Thread: Performance/Maintenance test result collection

Performance/Maintenance test result collection

From
Chris Mckenzie
Date:

Hi.

I'm trying to plan for a performance test session where a large database is subject to regular hits from my application while both regular and full database maintenance is being performed. The idea is to gain a better idea on the impact maintenance will have on regular usage, and when to reasonably schedule both regular and full maintenance.

Is the verbose option for the VACUUM command and physical disk space usage enough? What's a good rule of thumb for verifying that the space supposedly recovered from a FULL vacuum is real? I can turn on verbose for a FULL vacuum and watch the "Total free space (including removable row versions) is 7032 bytes." details, but can it be reasonably correlated against disk linux system tools? (like du) Or only as a guidance that some maintenance is being performed?

Any other stat collection points I should be watching?

Here's an example lazy vacuum verbose output from an empty schema table: (not that you guys haven't seen this stuff enough)

VACUUM VERBOSE app.queuedemails;
INFO:  vacuuming "app.queuedemails"
INFO:  index "queuedemails1" now contains 0 row versions in 1 pages
DETAIL:  0 index pages have been deleted, 0 are currently reusable.
CPU 0.00s/0.00u sec elapsed 0.00 sec.

INFO:  index "queuedemails2" now contains 0 row versions in 1 pages
DETAIL:  0 index pages have been deleted, 0 are currently reusable.
CPU 0.00s/0.00u sec elapsed 0.00 sec.

INFO:  "queuedemails": found 0 removable, 0 nonremovable row versions in 0 pages
DETAIL:  0 dead row versions cannot be removed yet.
There were 0 unused item pointers.
0 pages are entirely empty.
CPU 0.00s/0.00u sec elapsed 0.00 sec.

INFO:  vacuuming "pg_toast.pg_toast_17595"
INFO:  index "pg_toast_17595_index" now contains 0 row versions in 1 pages
DETAIL:  0 index pages have been deleted, 0 are currently reusable.
CPU 0.00s/0.00u sec elapsed 0.00 sec.

INFO:  "pg_toast_17595": found 0 removable, 0 nonremovable row versions in 0 pages
DETAIL:  0 dead row versions cannot be removed yet.
There were 0 unused item pointers.
0 pages are entirely empty.
CPU 0.00s/0.00u sec elapsed 0.00 sec.

THANKS!!!

- Chris
 

Re: Performance/Maintenance test result collection

From
"Jim C. Nasby"

__Given records__.
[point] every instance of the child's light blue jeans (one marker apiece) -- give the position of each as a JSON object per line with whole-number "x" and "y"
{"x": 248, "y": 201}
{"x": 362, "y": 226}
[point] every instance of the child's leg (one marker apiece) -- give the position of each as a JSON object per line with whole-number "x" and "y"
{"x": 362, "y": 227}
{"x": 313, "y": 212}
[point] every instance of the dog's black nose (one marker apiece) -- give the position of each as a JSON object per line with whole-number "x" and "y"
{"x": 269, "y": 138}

__Required tasks__.
(a) Reproduce the passage of the maintenance-testing thread that begins with the words containing "Any other stat" and ends with "this stuff enough)".
(b) List every index named in the vacuum output in the maintenance-testing thread.

__Exercise answers__.
(a)
Any other stat collection points I should be watching?

Here's an example lazy vacuum verbose output from an empty schema table: (not that you guys haven't seen this stuff enough)

(b)
queuedemails1
queuedemails2
pg_toast_17595_index